Work to be completed — Rewrite the stretch from the start of the entries through the line containing "box: [417, 246, 440, 342]", replacing "clicks" with "points" and changing nothing else. Leave the pictures out of your answer.

[[ Data records, beginning ]]

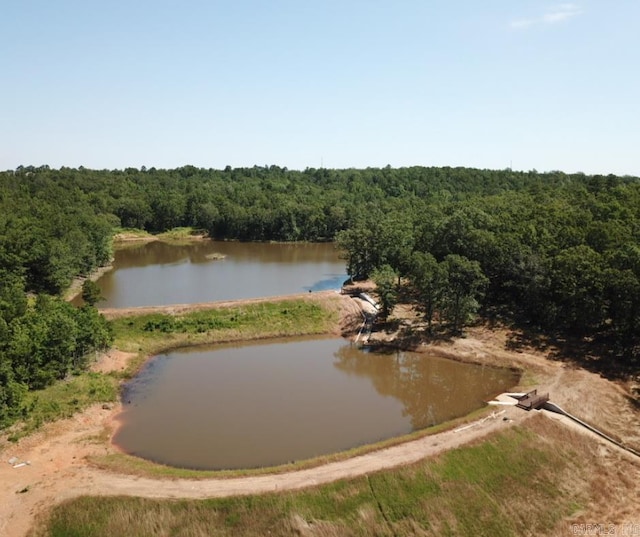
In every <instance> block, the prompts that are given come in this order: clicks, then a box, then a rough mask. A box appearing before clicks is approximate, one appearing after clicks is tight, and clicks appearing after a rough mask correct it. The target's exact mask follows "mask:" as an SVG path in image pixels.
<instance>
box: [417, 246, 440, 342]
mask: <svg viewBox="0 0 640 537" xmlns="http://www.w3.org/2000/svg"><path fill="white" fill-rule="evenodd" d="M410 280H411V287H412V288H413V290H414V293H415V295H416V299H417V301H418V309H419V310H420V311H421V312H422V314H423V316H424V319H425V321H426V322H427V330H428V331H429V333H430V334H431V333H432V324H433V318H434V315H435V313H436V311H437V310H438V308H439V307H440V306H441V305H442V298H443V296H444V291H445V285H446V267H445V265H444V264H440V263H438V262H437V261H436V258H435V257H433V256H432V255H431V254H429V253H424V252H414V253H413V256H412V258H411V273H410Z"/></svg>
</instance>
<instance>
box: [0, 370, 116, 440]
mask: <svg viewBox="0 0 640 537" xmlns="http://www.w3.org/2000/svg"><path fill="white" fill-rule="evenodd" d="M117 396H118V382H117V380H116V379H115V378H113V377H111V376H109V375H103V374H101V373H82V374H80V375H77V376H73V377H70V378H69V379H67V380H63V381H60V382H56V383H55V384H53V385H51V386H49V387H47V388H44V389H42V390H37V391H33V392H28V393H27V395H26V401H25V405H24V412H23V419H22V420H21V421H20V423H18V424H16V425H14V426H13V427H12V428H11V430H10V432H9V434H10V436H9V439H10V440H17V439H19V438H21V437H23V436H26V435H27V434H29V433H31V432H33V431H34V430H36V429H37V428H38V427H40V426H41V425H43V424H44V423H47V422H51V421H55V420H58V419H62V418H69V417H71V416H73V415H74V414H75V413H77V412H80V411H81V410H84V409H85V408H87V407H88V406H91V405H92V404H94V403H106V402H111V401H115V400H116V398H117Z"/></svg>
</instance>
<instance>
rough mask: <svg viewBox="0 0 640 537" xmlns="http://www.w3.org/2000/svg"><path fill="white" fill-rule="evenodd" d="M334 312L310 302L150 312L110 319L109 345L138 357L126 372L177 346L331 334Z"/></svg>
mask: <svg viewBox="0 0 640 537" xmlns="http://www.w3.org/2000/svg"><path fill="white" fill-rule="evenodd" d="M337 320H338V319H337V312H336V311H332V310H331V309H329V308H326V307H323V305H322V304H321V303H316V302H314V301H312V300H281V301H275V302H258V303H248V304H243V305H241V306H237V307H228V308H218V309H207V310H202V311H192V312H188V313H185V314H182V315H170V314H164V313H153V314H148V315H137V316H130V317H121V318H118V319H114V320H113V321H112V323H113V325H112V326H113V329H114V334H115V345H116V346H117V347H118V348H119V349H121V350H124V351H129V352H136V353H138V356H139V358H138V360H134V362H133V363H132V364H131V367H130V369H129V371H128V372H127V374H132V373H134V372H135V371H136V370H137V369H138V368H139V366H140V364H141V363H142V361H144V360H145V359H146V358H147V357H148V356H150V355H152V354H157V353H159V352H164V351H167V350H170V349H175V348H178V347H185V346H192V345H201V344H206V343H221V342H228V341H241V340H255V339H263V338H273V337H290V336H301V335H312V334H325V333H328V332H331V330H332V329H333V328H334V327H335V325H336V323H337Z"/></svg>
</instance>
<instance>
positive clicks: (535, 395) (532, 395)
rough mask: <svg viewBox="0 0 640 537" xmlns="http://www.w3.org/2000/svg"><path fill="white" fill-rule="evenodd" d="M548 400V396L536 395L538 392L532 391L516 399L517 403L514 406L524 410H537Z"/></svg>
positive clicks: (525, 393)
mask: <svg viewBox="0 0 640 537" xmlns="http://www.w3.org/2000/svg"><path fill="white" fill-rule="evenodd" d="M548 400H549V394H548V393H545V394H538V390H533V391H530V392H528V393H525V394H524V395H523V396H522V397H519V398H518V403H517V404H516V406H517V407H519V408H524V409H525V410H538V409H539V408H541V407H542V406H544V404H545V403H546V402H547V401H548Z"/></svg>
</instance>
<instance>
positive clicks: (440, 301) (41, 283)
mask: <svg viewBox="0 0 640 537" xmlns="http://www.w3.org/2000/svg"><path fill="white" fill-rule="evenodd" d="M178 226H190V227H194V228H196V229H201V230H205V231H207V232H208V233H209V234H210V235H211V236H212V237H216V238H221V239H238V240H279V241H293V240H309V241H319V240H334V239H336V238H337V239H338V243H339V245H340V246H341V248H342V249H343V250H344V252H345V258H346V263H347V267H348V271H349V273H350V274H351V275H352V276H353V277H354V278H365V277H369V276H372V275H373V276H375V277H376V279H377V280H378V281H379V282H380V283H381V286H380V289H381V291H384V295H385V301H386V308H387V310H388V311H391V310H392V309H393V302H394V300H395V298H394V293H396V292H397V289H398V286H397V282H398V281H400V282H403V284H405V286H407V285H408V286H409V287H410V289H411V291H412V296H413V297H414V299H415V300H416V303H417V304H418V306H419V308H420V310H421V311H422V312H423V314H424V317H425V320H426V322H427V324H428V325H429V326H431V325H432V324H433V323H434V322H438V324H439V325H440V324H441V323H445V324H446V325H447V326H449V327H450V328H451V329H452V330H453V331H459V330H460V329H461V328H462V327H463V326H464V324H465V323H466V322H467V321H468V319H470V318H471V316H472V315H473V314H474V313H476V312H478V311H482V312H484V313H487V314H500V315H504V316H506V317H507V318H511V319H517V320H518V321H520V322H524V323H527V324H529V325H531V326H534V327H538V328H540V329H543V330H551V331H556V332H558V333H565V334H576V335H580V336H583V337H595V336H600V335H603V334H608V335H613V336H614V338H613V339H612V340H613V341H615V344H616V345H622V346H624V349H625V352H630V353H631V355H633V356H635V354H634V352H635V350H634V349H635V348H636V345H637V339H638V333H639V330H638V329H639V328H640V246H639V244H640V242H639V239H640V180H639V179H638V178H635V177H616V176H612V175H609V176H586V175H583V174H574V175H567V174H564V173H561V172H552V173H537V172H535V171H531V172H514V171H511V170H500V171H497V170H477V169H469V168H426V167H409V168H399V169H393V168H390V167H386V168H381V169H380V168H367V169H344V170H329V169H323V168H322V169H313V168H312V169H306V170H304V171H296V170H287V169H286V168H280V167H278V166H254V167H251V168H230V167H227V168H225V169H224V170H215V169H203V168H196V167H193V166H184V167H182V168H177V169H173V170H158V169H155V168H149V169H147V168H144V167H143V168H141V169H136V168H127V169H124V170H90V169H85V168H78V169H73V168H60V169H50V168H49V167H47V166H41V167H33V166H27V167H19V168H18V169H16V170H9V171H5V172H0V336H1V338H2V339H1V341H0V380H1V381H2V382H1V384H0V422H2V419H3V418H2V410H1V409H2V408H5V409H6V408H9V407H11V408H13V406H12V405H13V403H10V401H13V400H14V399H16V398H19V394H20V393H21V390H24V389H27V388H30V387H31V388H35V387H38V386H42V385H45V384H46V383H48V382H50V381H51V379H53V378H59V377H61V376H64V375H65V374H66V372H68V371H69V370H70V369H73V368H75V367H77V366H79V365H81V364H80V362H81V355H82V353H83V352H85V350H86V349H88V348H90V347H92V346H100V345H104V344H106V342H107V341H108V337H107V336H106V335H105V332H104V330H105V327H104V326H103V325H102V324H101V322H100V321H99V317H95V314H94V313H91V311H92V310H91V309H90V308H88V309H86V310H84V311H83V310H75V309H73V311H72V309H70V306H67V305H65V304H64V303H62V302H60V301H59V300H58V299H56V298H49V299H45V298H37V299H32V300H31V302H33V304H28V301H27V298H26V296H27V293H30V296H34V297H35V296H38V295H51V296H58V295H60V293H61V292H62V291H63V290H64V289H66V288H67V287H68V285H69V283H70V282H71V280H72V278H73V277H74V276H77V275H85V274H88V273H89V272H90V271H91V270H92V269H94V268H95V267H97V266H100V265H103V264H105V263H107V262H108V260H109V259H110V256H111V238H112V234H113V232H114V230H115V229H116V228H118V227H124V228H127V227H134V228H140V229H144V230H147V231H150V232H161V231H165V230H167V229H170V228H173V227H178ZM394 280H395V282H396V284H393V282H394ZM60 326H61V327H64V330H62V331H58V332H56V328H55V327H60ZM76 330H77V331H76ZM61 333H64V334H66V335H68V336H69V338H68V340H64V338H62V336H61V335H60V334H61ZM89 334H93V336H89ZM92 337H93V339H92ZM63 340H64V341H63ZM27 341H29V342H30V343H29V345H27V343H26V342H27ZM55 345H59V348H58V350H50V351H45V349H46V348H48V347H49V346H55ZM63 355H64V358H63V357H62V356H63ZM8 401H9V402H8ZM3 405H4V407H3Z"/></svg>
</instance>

[[ Data records, end ]]

Response to this task —
In every <instance> block, the prompts that are given come in this order: points, then a box, then a rough mask. A box appearing before points is approximate, one appearing after points is tight, and points appearing after a rough mask correct it. The target's exact mask follows "mask:" as an SVG path in image pixels.
<instance>
box: [417, 246, 440, 342]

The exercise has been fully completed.